▶ _Point localization data_:
◆ ◆ ◆

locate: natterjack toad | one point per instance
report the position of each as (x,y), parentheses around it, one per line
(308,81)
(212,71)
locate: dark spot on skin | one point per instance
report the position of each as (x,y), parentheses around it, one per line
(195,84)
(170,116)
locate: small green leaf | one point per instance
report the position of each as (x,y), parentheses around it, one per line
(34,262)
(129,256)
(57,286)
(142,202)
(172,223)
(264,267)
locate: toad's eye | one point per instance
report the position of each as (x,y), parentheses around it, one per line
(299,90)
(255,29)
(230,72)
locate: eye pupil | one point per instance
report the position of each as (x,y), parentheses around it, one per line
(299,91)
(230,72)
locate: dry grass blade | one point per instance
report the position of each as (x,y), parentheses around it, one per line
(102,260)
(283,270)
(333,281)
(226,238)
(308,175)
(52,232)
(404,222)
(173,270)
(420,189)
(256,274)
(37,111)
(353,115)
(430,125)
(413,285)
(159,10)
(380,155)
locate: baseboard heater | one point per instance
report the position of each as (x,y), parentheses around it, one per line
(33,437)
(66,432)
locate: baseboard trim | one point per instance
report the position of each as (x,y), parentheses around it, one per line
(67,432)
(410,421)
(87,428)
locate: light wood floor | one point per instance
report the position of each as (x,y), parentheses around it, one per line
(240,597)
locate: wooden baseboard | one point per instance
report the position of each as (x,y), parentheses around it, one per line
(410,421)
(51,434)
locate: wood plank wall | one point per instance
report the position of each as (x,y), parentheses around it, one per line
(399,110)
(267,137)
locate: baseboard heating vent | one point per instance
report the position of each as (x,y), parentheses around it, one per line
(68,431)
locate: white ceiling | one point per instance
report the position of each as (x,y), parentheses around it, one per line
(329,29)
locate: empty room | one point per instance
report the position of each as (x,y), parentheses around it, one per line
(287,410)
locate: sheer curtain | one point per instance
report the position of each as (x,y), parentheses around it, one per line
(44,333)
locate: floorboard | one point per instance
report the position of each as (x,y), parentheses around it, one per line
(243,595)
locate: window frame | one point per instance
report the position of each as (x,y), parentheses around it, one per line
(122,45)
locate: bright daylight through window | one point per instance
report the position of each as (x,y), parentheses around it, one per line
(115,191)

◆ ◆ ◆

▶ _Your assignment_:
All of the entries above must be quoted exactly.

▶ _Solution to this exercise_:
locate: natterjack toad | one point per instance
report the position of each as (x,y), parentheses around it, one per line
(308,81)
(212,71)
locate: dark spot on skin | one point per instance
report the position of each as (x,y), parentheses around it, one per line
(195,84)
(170,116)
locate: small green leaf | one point per instance
report the position of each as (x,y), parentheses around it, one per line
(34,262)
(129,256)
(57,286)
(142,202)
(172,223)
(264,267)
locate: toad's eye | one point per instance
report the position of each as (x,y), parentheses around it, one per line
(299,90)
(255,29)
(230,72)
locate: eye pupil | one point per instance
report the position of each as (x,y), parentheses around it, one per line
(299,91)
(230,72)
locate: dry grass blade | one point per instance
report the position of each as (x,y), parentheses around it, one per line
(102,260)
(283,270)
(333,281)
(226,238)
(308,175)
(52,232)
(404,222)
(173,270)
(420,189)
(256,274)
(37,111)
(353,115)
(430,125)
(413,285)
(159,10)
(380,155)
locate: baseboard heater | one point per instance
report the position of each as (x,y), parentheses around it, one per line
(33,437)
(66,432)
locate: baseboard trim | one point per instance
report the position of each as (x,y), parentheses around it, one per line
(67,432)
(410,421)
(87,428)
locate: light wood floor | one point per instance
report the position of each as (x,y), parentheses around it, one per line
(240,597)
locate: wooden baseboard | one point per instance
report the position of each as (x,y), parentheses around it, one per line
(410,421)
(51,434)
locate: wood plank wall | one point per instance
report the position of each as (x,y), parentheses around it, one per line
(399,110)
(267,137)
locate: baseboard heating vent | one point per instance
report the position of each as (x,y), parentheses around it, one per line
(68,431)
locate: white ceiling | one point per instance
report the position of each as (x,y), parentheses around it, one per line
(329,29)
locate: empty room | one point per instance
report the position of each as (x,y), parentheses around it, one per line
(287,410)
locate: sheer curtain | one point per instance
report the position of each as (x,y), parentheses around it, one per line
(44,333)
locate: floorboard | one point per instance
report the position of each as (x,y), parentheses around it, one per line
(243,595)
locate: window frame | one point per instance
report the position of each as (x,y), parentheses around it, one per line
(122,45)
locate: bright daylight through window | one point per instance
report the position of each as (x,y), parentheses around it, one per line
(115,191)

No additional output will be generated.